BEGIN MATERIALS PROVIDED

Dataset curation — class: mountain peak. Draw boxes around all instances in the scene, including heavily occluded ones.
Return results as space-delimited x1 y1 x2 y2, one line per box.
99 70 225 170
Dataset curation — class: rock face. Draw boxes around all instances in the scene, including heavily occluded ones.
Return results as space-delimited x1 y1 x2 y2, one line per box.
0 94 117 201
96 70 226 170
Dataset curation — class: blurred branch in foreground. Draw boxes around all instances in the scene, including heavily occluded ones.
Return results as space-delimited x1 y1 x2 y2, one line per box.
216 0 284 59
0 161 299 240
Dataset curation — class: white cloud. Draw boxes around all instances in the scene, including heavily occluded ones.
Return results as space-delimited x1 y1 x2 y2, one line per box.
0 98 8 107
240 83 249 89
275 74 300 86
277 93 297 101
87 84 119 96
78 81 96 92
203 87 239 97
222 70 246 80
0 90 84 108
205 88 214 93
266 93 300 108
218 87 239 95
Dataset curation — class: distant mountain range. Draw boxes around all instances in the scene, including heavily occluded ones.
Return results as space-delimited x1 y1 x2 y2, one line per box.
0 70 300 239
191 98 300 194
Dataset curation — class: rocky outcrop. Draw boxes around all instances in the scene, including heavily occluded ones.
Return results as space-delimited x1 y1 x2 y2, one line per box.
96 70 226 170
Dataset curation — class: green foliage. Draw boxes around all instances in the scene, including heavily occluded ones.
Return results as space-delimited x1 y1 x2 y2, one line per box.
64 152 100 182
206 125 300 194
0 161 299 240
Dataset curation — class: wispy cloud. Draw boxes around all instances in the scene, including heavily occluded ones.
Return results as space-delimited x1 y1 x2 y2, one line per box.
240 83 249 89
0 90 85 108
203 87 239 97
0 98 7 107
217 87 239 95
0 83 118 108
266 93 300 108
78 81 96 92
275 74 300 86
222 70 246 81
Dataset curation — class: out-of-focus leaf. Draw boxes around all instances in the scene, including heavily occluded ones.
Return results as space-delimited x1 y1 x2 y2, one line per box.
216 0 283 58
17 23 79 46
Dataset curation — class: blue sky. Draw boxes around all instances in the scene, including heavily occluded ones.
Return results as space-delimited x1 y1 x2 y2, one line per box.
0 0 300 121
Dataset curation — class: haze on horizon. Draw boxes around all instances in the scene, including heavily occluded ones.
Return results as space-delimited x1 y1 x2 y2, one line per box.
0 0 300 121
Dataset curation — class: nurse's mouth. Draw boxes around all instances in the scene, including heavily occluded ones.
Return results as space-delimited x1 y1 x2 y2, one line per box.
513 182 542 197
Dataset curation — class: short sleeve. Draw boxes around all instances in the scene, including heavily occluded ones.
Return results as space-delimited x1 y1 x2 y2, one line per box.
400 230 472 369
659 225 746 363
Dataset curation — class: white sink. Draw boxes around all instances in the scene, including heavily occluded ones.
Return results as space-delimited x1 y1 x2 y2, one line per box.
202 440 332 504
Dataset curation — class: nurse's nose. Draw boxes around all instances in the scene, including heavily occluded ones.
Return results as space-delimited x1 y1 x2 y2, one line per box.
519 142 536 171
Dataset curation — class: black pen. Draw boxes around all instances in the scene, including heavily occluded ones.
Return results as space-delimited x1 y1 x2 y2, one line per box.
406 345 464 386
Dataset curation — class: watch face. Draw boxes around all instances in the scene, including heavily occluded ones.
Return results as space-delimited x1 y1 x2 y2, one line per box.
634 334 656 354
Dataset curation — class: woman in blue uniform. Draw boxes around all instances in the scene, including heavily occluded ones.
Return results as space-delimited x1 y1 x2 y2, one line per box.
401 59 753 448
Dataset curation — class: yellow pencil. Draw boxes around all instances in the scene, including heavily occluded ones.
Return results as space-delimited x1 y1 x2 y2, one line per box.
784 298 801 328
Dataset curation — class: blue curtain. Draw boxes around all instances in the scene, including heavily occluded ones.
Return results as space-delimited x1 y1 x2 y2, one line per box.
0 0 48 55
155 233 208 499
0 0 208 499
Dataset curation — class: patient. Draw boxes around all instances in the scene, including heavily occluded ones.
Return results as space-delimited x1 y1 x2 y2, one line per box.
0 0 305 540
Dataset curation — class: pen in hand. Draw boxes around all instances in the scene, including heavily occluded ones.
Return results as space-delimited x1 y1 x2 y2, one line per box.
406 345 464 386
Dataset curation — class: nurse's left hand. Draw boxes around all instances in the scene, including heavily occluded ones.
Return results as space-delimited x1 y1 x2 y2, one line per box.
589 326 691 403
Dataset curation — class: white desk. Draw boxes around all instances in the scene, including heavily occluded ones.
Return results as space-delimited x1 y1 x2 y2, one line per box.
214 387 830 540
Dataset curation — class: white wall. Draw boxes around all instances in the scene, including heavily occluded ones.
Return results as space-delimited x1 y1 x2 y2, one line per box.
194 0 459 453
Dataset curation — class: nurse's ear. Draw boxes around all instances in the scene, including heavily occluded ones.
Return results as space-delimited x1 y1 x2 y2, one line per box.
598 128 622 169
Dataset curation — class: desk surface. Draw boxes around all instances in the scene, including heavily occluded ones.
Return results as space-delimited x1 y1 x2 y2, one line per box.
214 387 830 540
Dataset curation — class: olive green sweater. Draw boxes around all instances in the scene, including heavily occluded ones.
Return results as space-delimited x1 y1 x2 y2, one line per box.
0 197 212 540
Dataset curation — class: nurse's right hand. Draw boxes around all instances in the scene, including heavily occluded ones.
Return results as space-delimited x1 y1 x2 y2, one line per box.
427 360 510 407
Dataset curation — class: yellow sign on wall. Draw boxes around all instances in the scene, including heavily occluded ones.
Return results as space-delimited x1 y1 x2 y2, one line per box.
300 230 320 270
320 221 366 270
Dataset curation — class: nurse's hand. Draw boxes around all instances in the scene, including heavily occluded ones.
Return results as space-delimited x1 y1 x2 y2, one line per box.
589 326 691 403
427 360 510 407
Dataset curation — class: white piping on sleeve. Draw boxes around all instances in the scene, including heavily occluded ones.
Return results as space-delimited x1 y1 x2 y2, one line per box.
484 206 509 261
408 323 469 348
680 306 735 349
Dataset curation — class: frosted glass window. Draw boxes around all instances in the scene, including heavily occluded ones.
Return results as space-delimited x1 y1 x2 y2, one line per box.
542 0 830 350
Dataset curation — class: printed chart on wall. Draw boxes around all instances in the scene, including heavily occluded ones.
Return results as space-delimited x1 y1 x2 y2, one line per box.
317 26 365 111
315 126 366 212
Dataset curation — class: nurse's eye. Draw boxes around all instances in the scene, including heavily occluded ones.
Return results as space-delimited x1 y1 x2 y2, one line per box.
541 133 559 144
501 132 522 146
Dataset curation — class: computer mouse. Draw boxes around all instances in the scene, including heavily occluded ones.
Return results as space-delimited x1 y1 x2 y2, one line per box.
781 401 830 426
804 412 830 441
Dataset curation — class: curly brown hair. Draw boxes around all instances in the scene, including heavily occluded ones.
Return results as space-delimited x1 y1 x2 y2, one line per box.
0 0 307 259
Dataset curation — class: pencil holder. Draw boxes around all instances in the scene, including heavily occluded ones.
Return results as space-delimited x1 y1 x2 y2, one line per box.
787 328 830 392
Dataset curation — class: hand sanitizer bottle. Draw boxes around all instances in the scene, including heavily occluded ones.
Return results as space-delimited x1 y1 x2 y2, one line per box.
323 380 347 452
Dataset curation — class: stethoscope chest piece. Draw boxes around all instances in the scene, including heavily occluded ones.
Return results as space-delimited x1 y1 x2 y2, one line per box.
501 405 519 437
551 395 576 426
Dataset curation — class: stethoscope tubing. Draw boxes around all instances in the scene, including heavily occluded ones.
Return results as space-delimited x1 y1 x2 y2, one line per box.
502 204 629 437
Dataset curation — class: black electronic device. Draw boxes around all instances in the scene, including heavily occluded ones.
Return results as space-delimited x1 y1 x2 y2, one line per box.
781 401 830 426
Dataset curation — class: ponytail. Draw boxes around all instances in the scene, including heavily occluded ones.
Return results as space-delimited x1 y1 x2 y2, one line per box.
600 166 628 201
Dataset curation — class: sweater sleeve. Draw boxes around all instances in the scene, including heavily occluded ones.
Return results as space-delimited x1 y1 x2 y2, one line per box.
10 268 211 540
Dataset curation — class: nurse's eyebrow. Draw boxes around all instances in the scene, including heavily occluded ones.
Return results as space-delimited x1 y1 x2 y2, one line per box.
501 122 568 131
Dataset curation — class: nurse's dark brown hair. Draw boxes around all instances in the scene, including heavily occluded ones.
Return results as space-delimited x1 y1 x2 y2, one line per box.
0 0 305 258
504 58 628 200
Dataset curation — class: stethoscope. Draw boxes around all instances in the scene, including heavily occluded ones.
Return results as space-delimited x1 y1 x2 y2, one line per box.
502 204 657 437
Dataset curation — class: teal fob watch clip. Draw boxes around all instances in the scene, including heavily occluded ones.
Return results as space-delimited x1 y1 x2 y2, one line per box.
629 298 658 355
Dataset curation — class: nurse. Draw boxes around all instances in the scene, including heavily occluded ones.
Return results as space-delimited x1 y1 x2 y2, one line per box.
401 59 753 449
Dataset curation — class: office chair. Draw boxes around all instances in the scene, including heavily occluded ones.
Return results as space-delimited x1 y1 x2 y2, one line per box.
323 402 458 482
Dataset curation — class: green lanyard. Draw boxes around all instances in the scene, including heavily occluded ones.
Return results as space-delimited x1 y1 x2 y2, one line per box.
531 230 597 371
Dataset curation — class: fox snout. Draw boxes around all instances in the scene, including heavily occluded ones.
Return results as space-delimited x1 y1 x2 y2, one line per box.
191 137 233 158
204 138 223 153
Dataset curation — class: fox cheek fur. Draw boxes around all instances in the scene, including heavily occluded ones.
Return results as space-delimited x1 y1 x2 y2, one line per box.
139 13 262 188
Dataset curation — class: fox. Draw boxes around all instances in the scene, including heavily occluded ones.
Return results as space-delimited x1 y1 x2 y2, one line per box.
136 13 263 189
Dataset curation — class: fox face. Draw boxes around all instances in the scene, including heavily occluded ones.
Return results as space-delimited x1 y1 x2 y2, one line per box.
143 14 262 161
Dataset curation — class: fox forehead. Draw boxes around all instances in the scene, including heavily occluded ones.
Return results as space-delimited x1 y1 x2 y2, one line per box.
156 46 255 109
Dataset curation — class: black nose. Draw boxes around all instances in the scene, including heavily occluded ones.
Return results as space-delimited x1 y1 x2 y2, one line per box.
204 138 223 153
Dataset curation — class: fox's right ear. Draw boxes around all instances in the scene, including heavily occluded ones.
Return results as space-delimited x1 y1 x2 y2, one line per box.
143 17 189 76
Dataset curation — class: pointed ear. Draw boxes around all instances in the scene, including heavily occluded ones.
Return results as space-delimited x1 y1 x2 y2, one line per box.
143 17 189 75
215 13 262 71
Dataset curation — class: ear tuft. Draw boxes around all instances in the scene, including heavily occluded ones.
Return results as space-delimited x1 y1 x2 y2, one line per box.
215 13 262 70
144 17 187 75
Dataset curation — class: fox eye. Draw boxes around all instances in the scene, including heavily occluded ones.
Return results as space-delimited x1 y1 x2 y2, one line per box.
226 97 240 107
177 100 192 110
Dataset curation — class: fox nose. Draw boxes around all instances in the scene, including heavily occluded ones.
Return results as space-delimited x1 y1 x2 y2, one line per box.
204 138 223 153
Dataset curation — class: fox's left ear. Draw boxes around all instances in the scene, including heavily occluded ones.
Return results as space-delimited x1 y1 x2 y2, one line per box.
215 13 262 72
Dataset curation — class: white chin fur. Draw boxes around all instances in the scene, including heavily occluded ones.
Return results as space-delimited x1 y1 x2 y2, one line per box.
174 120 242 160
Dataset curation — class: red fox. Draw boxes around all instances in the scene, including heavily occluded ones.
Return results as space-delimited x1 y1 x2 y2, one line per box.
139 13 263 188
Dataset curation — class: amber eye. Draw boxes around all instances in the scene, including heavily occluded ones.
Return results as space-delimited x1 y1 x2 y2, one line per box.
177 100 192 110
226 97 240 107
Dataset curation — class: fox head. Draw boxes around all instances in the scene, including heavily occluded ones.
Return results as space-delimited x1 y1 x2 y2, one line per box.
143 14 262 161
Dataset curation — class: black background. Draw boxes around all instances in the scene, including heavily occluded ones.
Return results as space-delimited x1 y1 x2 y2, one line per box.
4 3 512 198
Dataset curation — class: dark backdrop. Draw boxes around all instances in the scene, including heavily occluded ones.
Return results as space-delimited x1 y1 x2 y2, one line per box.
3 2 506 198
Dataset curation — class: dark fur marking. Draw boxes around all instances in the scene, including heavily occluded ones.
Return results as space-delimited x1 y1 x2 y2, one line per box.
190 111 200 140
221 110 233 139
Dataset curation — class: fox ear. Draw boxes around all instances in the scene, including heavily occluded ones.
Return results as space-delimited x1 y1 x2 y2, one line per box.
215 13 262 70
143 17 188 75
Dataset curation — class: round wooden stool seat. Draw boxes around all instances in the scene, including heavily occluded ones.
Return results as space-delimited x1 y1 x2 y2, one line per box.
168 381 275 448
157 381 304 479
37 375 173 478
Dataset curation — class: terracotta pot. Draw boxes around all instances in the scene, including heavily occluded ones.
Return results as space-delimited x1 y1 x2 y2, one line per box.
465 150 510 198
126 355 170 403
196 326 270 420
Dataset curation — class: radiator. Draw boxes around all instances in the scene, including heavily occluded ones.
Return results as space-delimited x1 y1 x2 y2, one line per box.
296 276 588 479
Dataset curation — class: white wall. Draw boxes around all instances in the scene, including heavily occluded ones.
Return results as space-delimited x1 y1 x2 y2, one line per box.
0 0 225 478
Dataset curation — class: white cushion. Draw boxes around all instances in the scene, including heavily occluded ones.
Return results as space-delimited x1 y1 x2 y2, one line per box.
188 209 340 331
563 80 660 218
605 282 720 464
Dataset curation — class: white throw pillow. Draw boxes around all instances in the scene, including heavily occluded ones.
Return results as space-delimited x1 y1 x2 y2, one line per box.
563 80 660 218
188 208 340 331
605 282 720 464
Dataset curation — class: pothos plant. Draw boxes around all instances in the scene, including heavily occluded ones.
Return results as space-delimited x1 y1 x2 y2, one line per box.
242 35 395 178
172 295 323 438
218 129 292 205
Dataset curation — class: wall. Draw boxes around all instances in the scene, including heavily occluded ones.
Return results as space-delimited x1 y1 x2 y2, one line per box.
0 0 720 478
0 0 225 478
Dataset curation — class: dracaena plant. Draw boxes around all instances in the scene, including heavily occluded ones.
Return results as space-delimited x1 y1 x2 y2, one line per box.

END MATERIALS PROVIDED

Swap "mountain peak" for "summit" in the rows from the start through the line containing "99 70 225 170", inclusive, and reproduce them with everything else unchanged.

#### ANSWER BELOW
Dataset curation — class: summit. Draw boxes around all instances in the scene, including heavily occluded ones.
Return results as space-delimited x1 y1 x2 y2, one line per box.
99 70 225 170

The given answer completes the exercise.